-- Task requirements --
Write out all the rows below as a numbered list with one line per item, and leave out the blank lines.
═══
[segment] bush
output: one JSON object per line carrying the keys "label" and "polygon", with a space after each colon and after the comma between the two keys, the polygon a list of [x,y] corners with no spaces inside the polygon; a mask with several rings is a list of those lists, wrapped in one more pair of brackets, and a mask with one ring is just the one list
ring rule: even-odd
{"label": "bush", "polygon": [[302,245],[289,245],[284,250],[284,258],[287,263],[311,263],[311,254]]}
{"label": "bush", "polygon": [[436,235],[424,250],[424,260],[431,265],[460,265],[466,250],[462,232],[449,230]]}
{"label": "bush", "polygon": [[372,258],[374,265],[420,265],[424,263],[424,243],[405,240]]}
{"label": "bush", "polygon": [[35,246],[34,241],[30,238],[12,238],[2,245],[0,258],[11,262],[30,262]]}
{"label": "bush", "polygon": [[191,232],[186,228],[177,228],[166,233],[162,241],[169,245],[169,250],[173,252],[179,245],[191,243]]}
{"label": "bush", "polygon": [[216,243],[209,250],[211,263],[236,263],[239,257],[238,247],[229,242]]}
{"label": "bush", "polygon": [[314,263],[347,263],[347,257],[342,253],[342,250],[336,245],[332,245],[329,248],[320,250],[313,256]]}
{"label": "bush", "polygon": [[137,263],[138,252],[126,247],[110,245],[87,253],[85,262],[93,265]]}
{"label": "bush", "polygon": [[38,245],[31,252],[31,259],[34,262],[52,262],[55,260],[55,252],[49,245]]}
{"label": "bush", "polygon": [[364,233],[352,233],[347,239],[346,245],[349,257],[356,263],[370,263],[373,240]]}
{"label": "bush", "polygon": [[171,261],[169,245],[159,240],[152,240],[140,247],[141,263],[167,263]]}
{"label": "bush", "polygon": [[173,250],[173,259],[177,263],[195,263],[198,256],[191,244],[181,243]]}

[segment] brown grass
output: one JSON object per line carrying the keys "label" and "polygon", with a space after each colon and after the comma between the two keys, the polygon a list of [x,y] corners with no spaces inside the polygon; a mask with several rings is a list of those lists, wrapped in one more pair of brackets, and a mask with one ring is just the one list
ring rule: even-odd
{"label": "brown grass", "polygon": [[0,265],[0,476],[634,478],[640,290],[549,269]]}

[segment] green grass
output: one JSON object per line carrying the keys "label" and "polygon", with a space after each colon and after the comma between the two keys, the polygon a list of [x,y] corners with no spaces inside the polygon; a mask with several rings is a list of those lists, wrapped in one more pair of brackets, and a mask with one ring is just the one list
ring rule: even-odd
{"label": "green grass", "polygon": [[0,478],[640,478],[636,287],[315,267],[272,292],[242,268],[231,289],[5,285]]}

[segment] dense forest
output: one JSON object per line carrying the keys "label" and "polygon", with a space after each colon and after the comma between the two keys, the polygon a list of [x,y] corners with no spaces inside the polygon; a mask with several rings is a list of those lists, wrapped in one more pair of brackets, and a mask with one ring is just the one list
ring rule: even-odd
═══
-- Expected output --
1. [segment] bush
2. output: one JSON object per line carrying the keys "label" and "polygon", with a space after each colon and after the comma between the two keys, the polygon a list of [x,y] corners with no spaces inside the polygon; a mask with several rings is a list of those lists, wrapped in one more pair of brackets, and a mask with one ring is just the one list
3. ring rule: even-odd
4. {"label": "bush", "polygon": [[302,245],[289,245],[284,250],[284,258],[287,263],[311,263],[311,254]]}
5. {"label": "bush", "polygon": [[436,235],[424,250],[424,260],[431,265],[460,265],[466,250],[462,232],[449,230]]}
6. {"label": "bush", "polygon": [[372,258],[374,265],[420,265],[424,263],[424,243],[405,240]]}
7. {"label": "bush", "polygon": [[35,246],[34,241],[30,238],[12,238],[2,245],[0,258],[11,262],[30,262]]}
8. {"label": "bush", "polygon": [[191,232],[186,228],[177,228],[166,233],[162,241],[169,245],[169,250],[173,252],[179,245],[191,243]]}
9. {"label": "bush", "polygon": [[216,243],[209,250],[211,263],[236,263],[239,257],[238,247],[229,242]]}
10. {"label": "bush", "polygon": [[314,263],[347,263],[347,257],[342,253],[342,250],[336,245],[332,245],[329,248],[320,250],[313,256]]}
11. {"label": "bush", "polygon": [[137,263],[138,252],[126,247],[110,245],[87,253],[85,262],[93,265]]}
12. {"label": "bush", "polygon": [[38,245],[31,252],[31,259],[34,262],[52,262],[55,260],[55,252],[49,245]]}
13. {"label": "bush", "polygon": [[364,233],[352,233],[347,239],[346,245],[349,257],[356,263],[370,263],[373,240]]}
14. {"label": "bush", "polygon": [[171,261],[169,245],[159,240],[152,240],[140,247],[141,263],[167,263]]}
15. {"label": "bush", "polygon": [[173,250],[173,259],[177,263],[195,263],[198,256],[191,244],[181,243]]}
16. [segment] brown grass
17. output: one JSON object per line carrying the keys "label" and "polygon", with a space after each colon and after the comma between the two keys, the polygon a list of [x,y] corners with no spaces inside the polygon; a mask with several rings is a list of those lists, wrapped in one more pair of brackets, and a mask with one ring is just the one list
18. ring rule: even-odd
19. {"label": "brown grass", "polygon": [[0,265],[0,476],[634,478],[640,290],[549,269]]}
20. [segment] green grass
21. output: one JSON object per line carrying the keys "label" and "polygon", with a space after each colon and after the comma between the two keys, the polygon a list of [x,y] corners with no spaces inside the polygon; a mask with several rings is a list of those lists, wrapped in one more pair of brackets, and a mask with one ring is just the one list
22. ring rule: even-odd
23. {"label": "green grass", "polygon": [[0,478],[640,478],[636,287],[315,267],[272,292],[242,268],[231,289],[5,285]]}
24. [segment] dense forest
25. output: one JSON object per line carrying the keys "label" and "polygon", with a space after each colon and after the comma between the two keys, the polygon a list of [x,y] corners with no spaces inside the polygon; a mask with several rings is a list of those lists, wrapped in one more pair of brackets, and a mask with one ring is just the one list
26. ring rule: even-odd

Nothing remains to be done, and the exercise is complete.